▶ [DO THIS]: Copy every line of the data below verbatim, in the same order.

▶ [TASK INPUT]:
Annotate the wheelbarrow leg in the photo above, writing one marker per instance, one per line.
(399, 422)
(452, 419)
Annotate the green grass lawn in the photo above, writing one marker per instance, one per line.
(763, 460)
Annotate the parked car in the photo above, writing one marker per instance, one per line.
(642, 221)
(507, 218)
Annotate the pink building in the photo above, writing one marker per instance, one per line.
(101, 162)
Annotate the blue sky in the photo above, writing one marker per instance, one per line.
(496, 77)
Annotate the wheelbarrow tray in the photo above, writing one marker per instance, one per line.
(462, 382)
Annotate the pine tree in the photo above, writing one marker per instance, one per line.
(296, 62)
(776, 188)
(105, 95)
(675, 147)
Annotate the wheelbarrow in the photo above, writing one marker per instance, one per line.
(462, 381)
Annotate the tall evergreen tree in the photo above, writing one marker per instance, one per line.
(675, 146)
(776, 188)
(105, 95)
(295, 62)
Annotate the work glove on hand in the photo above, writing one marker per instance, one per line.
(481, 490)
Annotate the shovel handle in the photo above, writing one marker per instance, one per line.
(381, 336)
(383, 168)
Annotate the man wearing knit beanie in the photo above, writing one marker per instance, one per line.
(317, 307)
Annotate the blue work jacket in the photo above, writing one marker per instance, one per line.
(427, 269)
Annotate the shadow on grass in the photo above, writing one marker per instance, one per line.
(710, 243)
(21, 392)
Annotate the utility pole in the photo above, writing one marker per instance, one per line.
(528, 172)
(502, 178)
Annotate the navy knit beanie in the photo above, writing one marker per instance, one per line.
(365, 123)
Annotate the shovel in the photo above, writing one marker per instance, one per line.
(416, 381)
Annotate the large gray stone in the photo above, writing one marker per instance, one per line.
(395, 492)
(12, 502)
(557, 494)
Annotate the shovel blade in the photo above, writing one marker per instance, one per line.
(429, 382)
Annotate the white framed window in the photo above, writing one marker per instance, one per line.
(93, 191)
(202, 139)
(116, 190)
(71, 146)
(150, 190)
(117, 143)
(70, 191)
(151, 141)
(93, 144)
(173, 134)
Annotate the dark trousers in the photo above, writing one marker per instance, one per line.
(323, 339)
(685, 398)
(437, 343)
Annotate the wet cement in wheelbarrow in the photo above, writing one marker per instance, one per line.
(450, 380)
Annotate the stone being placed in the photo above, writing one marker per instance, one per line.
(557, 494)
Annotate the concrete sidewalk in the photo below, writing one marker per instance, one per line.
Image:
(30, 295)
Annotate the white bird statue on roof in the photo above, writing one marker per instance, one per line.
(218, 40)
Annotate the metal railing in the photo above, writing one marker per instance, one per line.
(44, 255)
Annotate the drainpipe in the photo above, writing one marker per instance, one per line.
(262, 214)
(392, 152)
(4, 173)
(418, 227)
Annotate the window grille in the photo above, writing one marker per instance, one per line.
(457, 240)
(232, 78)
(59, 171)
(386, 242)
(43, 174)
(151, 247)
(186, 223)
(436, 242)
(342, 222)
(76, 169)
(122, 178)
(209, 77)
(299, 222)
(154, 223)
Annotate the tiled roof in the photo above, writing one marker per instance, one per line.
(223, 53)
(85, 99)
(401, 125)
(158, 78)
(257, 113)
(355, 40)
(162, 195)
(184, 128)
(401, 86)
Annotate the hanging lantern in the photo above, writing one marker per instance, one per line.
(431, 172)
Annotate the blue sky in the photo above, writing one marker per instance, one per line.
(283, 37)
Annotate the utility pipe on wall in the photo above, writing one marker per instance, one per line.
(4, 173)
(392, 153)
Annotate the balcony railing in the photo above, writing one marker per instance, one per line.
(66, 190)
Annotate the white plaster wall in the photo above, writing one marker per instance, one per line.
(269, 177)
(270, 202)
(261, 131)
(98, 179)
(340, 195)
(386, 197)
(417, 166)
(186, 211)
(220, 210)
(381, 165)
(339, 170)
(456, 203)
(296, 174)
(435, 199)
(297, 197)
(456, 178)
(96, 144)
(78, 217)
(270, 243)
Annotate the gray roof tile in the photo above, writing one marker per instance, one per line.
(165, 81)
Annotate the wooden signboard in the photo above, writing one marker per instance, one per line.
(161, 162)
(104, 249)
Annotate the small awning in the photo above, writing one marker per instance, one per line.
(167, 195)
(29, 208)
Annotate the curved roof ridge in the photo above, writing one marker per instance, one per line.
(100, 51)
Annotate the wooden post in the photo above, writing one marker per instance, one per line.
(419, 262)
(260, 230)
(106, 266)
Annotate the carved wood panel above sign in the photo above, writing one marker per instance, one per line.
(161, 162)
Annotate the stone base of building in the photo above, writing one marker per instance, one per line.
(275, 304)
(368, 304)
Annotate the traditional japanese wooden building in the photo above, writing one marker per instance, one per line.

▶ [CORRECT ANSWER]:
Annotate the wheelbarrow leg in the photo above, writing one marker per instance, one per line.
(399, 422)
(452, 419)
Annotate the green grass lawn in the photo above, writing one marker per instance, one per line.
(763, 460)
Annotate the parked car in the photo above, writing one marker per instance, one per line.
(642, 221)
(507, 218)
Annotate the pink building in the photo above, writing one marker per instance, one per line.
(101, 162)
Annotate the blue sky in the photo above, writing one marker per instance, one per line.
(496, 77)
Annotate the wheelbarrow tray in the photo above, writing one marker per instance, one per line.
(462, 382)
Annotate the pine tree in the photo above, writing one marker per instance, one per line.
(296, 62)
(776, 188)
(105, 95)
(675, 147)
Annotate the wheelbarrow in the photo above, writing one marker per instance, one per line.
(462, 381)
Annotate the tall evergreen tree in the photo above, writing one marker per instance, one per line.
(675, 146)
(776, 188)
(105, 95)
(295, 62)
Annotate the work glove on hand in the photo above, writing one marker per instance, one per line.
(481, 490)
Annotate the shovel handle in the photo above, writing one marker per instance, one per line.
(381, 336)
(383, 168)
Annotate the man wearing knit beanie in the photo above, writing one marker per instance, one per line.
(317, 307)
Annotate the blue work jacket in the photo above, writing one marker per instance, one per line.
(427, 269)
Annotate the shadow on grass in the photo above, writing one marker per instance, one per line.
(710, 243)
(21, 392)
Annotate the utility pole in the photo above, writing one marker per instance, one per line.
(528, 172)
(502, 178)
Annotate the navy knit beanie in the photo above, writing one marker per instance, one per line.
(365, 123)
Annotate the shovel in the photo above, writing one marker per instance, one per line.
(416, 381)
Annotate the large gray stone in the photo above, writing one marker per instance, one per line.
(395, 492)
(12, 502)
(557, 494)
Annotate the shovel blade in the photo above, writing one marker per instance, one per line.
(429, 382)
Annotate the white framed window in the photo above, writing one marker per instance, one per line.
(93, 191)
(202, 139)
(116, 190)
(71, 146)
(150, 190)
(117, 143)
(70, 191)
(151, 141)
(93, 144)
(173, 134)
Annotate the dark trousers in the photo above, writing one marker per instance, one per line.
(323, 339)
(685, 398)
(437, 343)
Annotate the wet cement in wheelbarrow in the photo above, writing one marker per instance, one per line.
(450, 380)
Annotate the stone being placed in the photo above, writing one marker per instance, one per line.
(557, 494)
Annotate the concrete sidewalk in the photo below, writing one marker per instance, one per line.
Image:
(30, 295)
Annotate the white bird statue on roof in the photo above, writing one marker per instance, one per line.
(218, 40)
Annotate the metal railing in the photo above, writing one marker per instance, one per line.
(44, 255)
Annotate the drainpipe in the photo above, writing one marker per instance, one per line.
(262, 214)
(392, 152)
(4, 173)
(418, 227)
Annotate the window grille in the photo above, writing one marker per instance, one per line.
(457, 240)
(232, 78)
(59, 171)
(386, 242)
(43, 174)
(151, 247)
(186, 223)
(436, 242)
(342, 222)
(76, 169)
(122, 178)
(209, 77)
(299, 222)
(154, 223)
Annotate the tiled roof in the photo above, writing one marker per instance, one per line.
(223, 53)
(85, 99)
(401, 125)
(158, 78)
(257, 113)
(355, 40)
(162, 195)
(184, 128)
(401, 86)
Annotate the hanging lantern in the photo above, writing one marker per instance, one per line.
(431, 172)
Annotate the blue sky in the photo above, writing one marker per instance, one per line.
(283, 37)
Annotate the utility pipe on wall in the photo above, writing one marker per instance, one per line.
(4, 173)
(392, 153)
Annotate the balcony railing in the photo above, writing one marker per instance, one per line.
(66, 190)
Annotate the white plaster wall in the photo above, writing one marker per instance, one per line.
(269, 177)
(270, 202)
(261, 131)
(98, 179)
(340, 195)
(386, 197)
(417, 166)
(186, 211)
(220, 210)
(381, 165)
(339, 170)
(456, 203)
(296, 174)
(435, 199)
(297, 197)
(456, 178)
(96, 144)
(78, 217)
(270, 243)
Annotate the gray roof tile in the photo above, writing one marker per instance, one per line.
(165, 81)
Annotate the wooden signboard in the photo above, writing one marker per instance, one per line.
(161, 162)
(104, 249)
Annotate the small awning in the photo above, writing one marker per instance, one per line.
(167, 195)
(29, 208)
Annotate the curved roof ridge in the photo above, writing one marker per instance, one per line.
(100, 51)
Annotate the wooden post in the photo above, writing one marker per instance, one per line.
(419, 262)
(260, 230)
(106, 266)
Annotate the carved wood panel above sign in the photo above, writing one marker per instance, one per line.
(161, 162)
Annotate the stone base of building in the photo above, writing one marker per instance, one per line.
(275, 304)
(368, 304)
Annotate the traditional japanese wooden building in the photo above, writing one marker per instance, one per line.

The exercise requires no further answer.